Provided material -
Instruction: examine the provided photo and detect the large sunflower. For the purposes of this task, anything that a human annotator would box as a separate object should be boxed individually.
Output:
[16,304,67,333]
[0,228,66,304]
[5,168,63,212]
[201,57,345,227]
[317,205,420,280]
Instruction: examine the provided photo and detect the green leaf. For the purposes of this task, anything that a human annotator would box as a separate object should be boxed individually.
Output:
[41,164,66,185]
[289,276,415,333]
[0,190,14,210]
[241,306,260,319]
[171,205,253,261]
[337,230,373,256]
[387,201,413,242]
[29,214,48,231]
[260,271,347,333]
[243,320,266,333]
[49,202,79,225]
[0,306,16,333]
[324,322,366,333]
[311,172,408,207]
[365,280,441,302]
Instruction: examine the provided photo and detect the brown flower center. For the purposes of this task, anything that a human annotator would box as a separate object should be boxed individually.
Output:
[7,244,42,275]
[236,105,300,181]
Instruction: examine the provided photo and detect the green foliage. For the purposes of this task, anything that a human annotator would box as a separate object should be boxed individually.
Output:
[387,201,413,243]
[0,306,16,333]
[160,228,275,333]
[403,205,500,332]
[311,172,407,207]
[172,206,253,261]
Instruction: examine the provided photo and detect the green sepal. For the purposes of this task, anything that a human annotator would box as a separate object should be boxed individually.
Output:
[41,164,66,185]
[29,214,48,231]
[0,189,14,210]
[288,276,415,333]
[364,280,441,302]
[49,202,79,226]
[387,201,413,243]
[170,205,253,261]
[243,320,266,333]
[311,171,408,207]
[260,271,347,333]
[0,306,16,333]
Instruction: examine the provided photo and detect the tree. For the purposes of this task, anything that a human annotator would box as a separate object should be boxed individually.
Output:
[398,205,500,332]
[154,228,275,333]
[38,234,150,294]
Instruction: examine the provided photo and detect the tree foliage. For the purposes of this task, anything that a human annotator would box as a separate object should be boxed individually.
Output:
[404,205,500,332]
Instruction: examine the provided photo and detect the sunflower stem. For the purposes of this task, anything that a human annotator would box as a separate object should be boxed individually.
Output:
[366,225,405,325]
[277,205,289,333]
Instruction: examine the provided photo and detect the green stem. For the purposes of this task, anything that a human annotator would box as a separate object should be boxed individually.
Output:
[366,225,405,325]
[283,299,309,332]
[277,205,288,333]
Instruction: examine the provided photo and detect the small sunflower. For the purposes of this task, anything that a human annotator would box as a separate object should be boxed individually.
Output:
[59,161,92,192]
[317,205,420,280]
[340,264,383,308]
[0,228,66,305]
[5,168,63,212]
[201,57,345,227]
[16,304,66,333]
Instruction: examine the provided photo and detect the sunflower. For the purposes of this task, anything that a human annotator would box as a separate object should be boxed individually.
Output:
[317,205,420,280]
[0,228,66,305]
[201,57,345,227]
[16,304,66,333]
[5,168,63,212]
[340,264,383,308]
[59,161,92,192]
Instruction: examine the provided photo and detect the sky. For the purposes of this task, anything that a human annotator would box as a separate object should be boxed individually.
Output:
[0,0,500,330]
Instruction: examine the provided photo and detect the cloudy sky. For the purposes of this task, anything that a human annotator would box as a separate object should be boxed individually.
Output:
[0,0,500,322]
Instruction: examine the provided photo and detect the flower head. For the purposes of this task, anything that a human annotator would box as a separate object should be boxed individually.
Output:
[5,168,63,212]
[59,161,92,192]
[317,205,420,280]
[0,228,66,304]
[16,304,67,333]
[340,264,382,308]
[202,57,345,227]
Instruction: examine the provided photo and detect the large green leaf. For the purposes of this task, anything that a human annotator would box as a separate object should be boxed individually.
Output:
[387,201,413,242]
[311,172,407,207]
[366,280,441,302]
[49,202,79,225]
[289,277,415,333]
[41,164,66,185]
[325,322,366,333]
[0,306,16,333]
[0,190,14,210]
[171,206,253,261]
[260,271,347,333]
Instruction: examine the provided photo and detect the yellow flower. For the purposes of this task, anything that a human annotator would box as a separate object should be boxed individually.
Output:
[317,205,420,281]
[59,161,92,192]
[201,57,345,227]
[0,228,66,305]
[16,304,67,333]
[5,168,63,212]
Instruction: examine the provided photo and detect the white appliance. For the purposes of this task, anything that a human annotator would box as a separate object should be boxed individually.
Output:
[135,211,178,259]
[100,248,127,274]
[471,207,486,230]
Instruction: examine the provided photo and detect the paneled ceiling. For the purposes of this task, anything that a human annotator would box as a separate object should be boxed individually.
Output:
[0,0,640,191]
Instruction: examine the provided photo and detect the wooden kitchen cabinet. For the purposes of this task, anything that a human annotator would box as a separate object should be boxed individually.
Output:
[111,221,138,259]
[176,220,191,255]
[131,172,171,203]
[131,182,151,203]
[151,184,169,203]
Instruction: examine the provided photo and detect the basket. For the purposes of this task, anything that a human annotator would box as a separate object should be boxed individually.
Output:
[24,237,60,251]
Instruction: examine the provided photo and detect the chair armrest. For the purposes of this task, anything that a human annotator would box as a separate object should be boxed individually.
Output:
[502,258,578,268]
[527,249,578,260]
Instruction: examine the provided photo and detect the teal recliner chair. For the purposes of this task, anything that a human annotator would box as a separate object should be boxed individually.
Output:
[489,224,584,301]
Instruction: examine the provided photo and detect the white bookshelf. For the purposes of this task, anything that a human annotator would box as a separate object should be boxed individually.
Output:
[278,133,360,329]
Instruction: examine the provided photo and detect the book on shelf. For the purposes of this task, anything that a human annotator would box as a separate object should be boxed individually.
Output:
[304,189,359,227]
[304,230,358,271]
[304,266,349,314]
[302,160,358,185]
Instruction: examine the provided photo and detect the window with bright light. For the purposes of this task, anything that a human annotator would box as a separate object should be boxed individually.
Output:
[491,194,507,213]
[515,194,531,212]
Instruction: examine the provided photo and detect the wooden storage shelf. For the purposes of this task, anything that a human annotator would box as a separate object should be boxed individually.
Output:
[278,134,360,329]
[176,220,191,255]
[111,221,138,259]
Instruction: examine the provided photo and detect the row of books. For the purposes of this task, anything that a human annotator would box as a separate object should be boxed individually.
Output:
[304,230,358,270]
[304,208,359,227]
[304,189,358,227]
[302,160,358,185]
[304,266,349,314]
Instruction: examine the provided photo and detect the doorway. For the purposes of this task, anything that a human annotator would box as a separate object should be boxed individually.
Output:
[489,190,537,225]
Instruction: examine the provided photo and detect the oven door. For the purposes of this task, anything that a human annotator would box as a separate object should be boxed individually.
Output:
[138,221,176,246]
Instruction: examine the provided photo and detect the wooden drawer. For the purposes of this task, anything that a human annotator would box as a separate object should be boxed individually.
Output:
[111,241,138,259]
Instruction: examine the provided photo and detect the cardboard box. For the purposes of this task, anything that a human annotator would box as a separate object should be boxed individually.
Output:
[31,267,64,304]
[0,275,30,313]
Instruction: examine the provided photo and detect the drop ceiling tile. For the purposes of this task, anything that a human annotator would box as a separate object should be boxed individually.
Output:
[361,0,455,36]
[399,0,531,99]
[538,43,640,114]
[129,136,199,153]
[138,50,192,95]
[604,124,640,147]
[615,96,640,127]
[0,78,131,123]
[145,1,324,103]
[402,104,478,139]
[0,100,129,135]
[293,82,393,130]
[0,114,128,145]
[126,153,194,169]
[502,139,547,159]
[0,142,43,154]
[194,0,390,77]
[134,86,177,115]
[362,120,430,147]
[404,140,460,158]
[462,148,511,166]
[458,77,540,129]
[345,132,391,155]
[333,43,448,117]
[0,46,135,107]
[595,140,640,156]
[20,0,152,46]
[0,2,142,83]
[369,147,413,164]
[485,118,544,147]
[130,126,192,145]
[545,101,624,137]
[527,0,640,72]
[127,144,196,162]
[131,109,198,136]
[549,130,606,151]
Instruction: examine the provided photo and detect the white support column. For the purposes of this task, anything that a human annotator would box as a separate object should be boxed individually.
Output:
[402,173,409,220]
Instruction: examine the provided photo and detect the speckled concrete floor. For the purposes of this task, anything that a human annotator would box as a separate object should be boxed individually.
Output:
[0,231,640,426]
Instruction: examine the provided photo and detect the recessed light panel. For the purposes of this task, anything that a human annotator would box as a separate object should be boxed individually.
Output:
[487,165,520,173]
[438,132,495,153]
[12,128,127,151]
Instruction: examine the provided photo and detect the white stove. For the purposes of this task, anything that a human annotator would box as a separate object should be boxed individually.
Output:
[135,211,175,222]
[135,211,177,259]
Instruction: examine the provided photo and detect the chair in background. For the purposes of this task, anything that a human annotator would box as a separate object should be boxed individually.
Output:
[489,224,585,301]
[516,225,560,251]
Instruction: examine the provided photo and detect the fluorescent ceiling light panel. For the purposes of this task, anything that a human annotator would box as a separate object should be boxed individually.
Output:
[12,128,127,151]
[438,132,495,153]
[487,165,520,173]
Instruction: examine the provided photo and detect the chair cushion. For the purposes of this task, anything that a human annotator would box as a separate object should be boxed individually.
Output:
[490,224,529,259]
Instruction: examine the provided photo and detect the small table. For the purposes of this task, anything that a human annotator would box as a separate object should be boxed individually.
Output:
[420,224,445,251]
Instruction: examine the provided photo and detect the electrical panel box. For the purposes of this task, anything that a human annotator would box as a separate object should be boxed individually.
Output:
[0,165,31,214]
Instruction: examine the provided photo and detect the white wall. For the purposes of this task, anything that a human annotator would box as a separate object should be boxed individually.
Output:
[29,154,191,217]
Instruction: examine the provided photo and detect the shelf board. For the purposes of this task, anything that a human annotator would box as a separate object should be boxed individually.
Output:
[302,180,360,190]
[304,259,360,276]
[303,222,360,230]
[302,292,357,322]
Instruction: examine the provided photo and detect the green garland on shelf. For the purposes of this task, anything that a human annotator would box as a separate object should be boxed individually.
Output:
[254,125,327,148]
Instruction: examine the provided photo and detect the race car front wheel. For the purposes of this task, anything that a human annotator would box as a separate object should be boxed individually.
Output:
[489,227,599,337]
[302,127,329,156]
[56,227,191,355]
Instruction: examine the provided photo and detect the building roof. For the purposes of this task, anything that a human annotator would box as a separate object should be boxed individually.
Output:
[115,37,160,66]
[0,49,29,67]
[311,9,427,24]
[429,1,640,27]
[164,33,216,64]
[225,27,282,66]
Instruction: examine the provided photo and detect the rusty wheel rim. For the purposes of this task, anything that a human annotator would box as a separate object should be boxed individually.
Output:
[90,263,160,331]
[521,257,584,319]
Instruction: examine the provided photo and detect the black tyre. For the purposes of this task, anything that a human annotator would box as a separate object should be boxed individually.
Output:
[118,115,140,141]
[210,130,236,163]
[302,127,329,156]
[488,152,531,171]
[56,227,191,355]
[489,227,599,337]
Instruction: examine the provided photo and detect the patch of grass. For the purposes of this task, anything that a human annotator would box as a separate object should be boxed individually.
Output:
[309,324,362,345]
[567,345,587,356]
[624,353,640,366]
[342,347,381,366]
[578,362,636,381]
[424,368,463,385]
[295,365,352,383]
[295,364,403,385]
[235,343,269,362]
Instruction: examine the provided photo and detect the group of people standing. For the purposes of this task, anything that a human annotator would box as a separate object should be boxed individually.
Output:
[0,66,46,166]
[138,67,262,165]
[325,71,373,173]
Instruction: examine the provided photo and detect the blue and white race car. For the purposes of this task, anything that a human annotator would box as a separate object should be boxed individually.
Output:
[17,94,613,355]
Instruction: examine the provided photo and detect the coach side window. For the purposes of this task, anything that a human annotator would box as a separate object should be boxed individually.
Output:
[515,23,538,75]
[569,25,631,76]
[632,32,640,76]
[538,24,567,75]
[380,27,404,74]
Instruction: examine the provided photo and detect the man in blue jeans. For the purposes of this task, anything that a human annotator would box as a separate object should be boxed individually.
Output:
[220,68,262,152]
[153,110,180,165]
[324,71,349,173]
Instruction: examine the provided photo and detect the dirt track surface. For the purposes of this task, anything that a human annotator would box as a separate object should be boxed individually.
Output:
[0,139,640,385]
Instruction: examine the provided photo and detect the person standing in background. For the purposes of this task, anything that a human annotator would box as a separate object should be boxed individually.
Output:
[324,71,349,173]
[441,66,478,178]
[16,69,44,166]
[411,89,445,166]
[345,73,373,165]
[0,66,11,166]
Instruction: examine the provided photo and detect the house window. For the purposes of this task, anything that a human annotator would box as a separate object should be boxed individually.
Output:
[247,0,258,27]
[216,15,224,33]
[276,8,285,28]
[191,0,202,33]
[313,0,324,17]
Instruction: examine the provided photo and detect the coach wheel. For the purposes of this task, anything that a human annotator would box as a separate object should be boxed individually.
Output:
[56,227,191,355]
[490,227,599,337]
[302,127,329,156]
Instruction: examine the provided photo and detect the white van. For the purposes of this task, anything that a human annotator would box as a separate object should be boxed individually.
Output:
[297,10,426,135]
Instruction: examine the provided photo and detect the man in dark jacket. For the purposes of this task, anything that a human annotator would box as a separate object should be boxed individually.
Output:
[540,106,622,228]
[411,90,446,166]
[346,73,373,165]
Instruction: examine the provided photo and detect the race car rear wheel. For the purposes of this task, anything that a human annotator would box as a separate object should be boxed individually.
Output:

What is needed - Lay out as a JSON list of strings the lines of the entries from the line containing "Instruction: examine the provided photo and detect the drop" through the line containing "[0,114,128,145]", both included, with one string per line and blank lines left out.

Answer -
[
  "Instruction: examine the provided photo and detect the drop ceiling tile. For the purposes of this task, anything that a human annotator would box as a separate object should be boxed individually.",
  "Output:",
  "[361,0,455,36]",
  "[399,0,531,99]",
  "[538,43,640,114]",
  "[129,136,199,153]",
  "[138,50,192,95]",
  "[604,124,640,147]",
  "[615,96,640,127]",
  "[0,78,131,123]",
  "[145,1,324,103]",
  "[402,104,478,139]",
  "[0,100,129,135]",
  "[293,82,393,130]",
  "[0,114,128,145]"
]